Exercises to complete
a. In the passage on the DDPD division and the Seaport Imaging acquisition, reproduce everything from "On August 13, 1997, the" down to "of approximately $250,000.", changing "acquired" to "purchased".
b. According to the passage on the DDPD division and the Seaport Imaging acquisition, to which company did the Company sell substantially all of its DDPD division's assets?

Given passage
● ● ● ●

The Company's DDPD division sold print and scan accelerators in the production
scanner market. During the fourth quarter of fiscal 1998, the Company recorded
the estimated loss on the disposal of the business, including the write-off of
DDPD assets and extinguishment of DDPD liabilities, of approximately
$2,256,000.

     On August 12, 1998, the Company sold substantially all of the assets of
its DDPD division to GammaGraphX, Inc. ("GGX") of Waltham, Massachusetts for
consideration consisting of future royalties on GGX's future sales of all
products purchased from the Company in this transaction from the date of
closing through September 2001, or until royalties reach an aggregate of $2.2
million, subject to provisions as defined in the asset purchase agreement;
assumption of certain liabilities; and promissory notes totaling $1.28 million
payable in 1999 and 2000, subject to collection of receivables sold in the
transaction. At September 30, 1998, the Company has not received any proceeds
from the sale and has recorded no estimated proceeds from the disposition due
to the uncertainty of realizing any proceeds from the sale of the DDPD
business. If proceeds are collected in the future, the Company will record them
as income from discontinued operations.


5.  ACQUISITION OF SEAPORT IMAGING

     On August 13, 1997, the Company acquired Seaport Imaging ("Seaport") for
$2,450,000, which included direct acquisition costs of approximately $250,000.

● ● ● ●

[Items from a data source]
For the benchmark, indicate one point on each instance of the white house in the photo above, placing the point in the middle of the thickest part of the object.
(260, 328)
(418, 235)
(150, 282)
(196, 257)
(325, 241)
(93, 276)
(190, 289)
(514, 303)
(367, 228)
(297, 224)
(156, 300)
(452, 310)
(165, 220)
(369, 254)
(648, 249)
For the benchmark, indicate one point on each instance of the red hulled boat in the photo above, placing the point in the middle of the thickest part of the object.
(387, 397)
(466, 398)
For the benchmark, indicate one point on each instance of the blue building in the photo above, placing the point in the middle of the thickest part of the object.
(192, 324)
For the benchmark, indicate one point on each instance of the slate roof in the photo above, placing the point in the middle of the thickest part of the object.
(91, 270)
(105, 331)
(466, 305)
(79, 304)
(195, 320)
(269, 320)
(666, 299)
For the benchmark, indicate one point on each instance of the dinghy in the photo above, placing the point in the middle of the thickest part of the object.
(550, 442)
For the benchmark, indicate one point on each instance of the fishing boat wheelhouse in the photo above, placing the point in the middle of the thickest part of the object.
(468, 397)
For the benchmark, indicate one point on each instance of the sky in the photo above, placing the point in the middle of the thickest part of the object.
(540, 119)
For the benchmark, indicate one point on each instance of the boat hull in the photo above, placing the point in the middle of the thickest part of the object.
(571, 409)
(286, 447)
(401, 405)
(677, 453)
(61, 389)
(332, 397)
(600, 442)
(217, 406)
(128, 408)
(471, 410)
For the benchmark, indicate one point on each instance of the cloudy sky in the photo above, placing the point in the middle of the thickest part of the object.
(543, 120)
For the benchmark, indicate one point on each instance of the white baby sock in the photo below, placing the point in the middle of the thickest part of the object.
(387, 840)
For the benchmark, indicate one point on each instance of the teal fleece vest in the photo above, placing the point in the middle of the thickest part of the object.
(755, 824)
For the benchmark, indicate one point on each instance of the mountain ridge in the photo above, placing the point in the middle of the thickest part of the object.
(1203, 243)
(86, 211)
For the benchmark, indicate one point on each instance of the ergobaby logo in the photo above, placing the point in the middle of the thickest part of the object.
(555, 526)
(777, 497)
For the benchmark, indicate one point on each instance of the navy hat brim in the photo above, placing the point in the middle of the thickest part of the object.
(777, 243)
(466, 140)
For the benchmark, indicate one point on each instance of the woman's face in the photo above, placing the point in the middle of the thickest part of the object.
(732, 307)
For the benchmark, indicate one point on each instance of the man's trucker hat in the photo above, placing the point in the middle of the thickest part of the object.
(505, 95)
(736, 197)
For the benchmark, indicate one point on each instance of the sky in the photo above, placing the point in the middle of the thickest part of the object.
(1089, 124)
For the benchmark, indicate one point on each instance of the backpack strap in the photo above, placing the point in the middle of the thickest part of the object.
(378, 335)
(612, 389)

● ● ● ●

Expected answers
a.
On August 13, 1997, the Company purchased Seaport Imaging ("Seaport") for
$2,450,000, which included direct acquisition costs of approximately $250,000.

b. GammaGraphX, Inc. ("GGX") of Waltham, Massachusetts.